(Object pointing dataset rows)
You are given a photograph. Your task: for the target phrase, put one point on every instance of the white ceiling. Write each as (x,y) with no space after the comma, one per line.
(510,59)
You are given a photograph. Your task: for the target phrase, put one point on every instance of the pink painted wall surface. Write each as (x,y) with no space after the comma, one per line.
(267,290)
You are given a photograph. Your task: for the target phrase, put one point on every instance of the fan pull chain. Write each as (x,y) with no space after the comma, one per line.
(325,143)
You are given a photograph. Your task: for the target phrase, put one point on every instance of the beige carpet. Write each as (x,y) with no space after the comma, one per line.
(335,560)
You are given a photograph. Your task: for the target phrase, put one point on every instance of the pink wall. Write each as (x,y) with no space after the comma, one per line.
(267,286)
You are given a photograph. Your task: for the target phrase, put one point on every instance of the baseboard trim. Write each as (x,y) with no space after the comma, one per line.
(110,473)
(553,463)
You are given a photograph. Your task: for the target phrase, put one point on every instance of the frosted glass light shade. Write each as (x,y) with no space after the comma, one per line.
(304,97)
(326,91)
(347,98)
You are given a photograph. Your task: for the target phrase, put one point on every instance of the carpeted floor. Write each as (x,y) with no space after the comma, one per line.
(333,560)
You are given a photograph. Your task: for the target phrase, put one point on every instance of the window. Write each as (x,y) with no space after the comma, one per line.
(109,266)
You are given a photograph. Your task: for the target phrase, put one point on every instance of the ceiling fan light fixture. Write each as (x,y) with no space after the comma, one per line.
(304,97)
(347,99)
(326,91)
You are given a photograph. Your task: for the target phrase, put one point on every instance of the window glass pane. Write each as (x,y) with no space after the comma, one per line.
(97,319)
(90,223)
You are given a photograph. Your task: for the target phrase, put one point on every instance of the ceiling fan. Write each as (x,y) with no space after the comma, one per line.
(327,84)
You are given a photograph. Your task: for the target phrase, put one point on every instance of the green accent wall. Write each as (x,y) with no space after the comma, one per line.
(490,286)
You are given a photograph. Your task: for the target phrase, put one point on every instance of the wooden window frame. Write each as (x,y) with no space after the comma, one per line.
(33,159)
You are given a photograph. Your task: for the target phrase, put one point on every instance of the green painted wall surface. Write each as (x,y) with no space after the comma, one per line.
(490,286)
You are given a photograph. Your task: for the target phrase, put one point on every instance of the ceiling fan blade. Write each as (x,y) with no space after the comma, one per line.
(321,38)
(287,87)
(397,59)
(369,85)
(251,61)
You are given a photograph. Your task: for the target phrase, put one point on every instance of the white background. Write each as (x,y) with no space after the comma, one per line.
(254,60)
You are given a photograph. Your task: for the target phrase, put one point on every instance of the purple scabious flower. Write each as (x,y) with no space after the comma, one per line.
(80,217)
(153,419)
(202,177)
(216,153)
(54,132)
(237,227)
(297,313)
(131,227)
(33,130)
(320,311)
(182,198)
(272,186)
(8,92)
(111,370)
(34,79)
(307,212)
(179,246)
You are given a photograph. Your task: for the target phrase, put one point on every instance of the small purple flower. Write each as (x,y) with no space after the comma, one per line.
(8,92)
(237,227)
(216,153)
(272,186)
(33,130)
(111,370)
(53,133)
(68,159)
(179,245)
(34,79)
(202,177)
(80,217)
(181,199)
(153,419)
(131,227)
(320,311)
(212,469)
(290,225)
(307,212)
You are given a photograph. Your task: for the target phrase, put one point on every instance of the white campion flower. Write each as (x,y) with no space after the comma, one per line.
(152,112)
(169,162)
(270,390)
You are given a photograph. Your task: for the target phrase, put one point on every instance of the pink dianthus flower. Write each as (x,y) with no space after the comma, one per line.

◆ **Aim of the task**: Transcribe the material above word for word.

◆ **Right answer**:
You are given a photograph. Your task: for the target phrase, put one point on every instance of the white ceiling. Write each as (x,y) with no space after the comma, one per line.
(510,59)
You are given a photograph. Your task: for the target phrase, put one point on every instance of the pink painted wall surface. Write each as (x,y) with no space after the comma, one per line.
(267,290)
You are given a photograph. Your task: for the target phrase, put one point on every instance of the fan pull chain. Write each as (x,y) with no space after the comma, one per line.
(325,143)
You are given a photograph. Your task: for the target phrase, put one point on every instance of the beige carpet. Write each as (x,y) with no space after the comma, one per line.
(335,560)
You are given a photograph. Your task: for the target phrase, put one point on every instance of the pink wall. Write each as (x,y) with no space after the comma, one per line.
(267,286)
You are given a photograph. Your task: for the target phrase, put one point on every instance of the baseboard trim. Write each as (x,y) with no space after the comma, one per line.
(110,473)
(553,463)
You are given a photograph. Your task: for the target phrase, put one point on every instance of the frosted glass light shade. Write each as (x,y) with no space after the comma, one per line.
(304,97)
(326,91)
(347,98)
You are given a photograph. Your task: for the target phrase, put one point on every instance of the carpeted floor. Write each as (x,y) with no space after the comma, one per line.
(333,560)
You are given a photograph. Your task: for the target phrase, put one point on every instance of the window. Write each as (x,y) with no space after the comma, one per line.
(109,266)
You are given a photograph. Your task: for the target phrase, put one point on every instance of the ceiling fan light fixture. Write each as (x,y) with no space after the comma, one per line.
(304,97)
(347,99)
(326,91)
You are given a photograph. Your task: for the target phrase, put one point on every instance of the window glass pane. Write each as (x,y) with no space after the comma, one per line.
(97,319)
(90,223)
You are given a photograph. Your task: for the target phrase, put one point on every instance of the ceiling fan. Write each as (x,y) with no space after the comma, one per line.
(327,84)
You are given a photograph. Your task: for the target phrase, put one point on every instance of the green accent wall. Write each as (x,y) with no space after the comma, one per line.
(490,286)
You are given a photograph. Your task: for the target phrase, put one point on every instance of the wooden window frame. Write each as (x,y) with no space after the comma, one per line.
(33,159)
You are given a photograph. Your task: for the target phrase, put one point on every instance of the green painted wall surface. Write each as (x,y) with no space after the comma, one per line.
(490,286)
You are given a photograph. Your task: for the target phrase, put one point on every instance of the ceiling fan blade. Write each as (x,y) with no space after the comma, one per line.
(321,38)
(287,87)
(397,59)
(369,85)
(251,61)
You are given a photograph. Your task: for the target phrase, put one point on every instance of the white background. Write each as (x,y) with no space after the comma, one per line.
(254,60)
You are given a photograph. Your task: for the target phrase, put one point on every instance of the purple scabious flower. Write each as (x,y) with no space after the comma, one per line.
(80,217)
(153,419)
(202,177)
(216,153)
(54,132)
(237,227)
(297,313)
(131,227)
(33,130)
(320,311)
(182,198)
(272,186)
(8,92)
(111,370)
(34,79)
(307,212)
(179,246)
You are given a photograph. Your task: for the target phrase, put one point on every instance of the small purple flower. Write each as (x,y) with no space after the comma, one per line.
(8,92)
(237,227)
(216,153)
(272,186)
(33,130)
(111,370)
(53,133)
(68,159)
(179,245)
(34,79)
(202,177)
(80,217)
(181,199)
(153,419)
(131,227)
(320,311)
(212,469)
(290,225)
(307,212)
You are given a photograph. Your task: for the target phrase, put one point on every instance of the white campion flower. Write each as (x,y) with no space after the comma, one per line.
(152,112)
(169,162)
(270,390)
You are given a photograph. Your task: for the target phrase, put one point on every instance of the pink dianthus flower. Write each as (x,y) with no space after the comma, one per line.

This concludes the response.